--- BEGIN Material for this task ---

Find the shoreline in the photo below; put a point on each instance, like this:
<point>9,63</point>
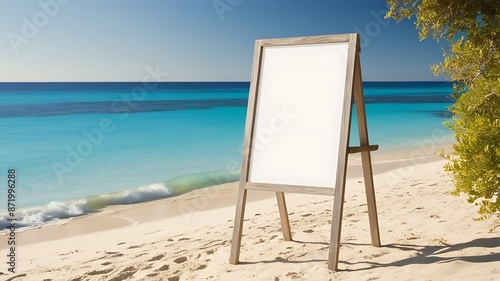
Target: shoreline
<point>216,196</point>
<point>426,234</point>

--- END Material for this task ---

Challenge
Copy the rows above word for word, but leave out the pictures.

Result for this task
Find the shoreline in the photo below; put a point on each instance, like this:
<point>9,63</point>
Target: shoreline
<point>216,196</point>
<point>426,234</point>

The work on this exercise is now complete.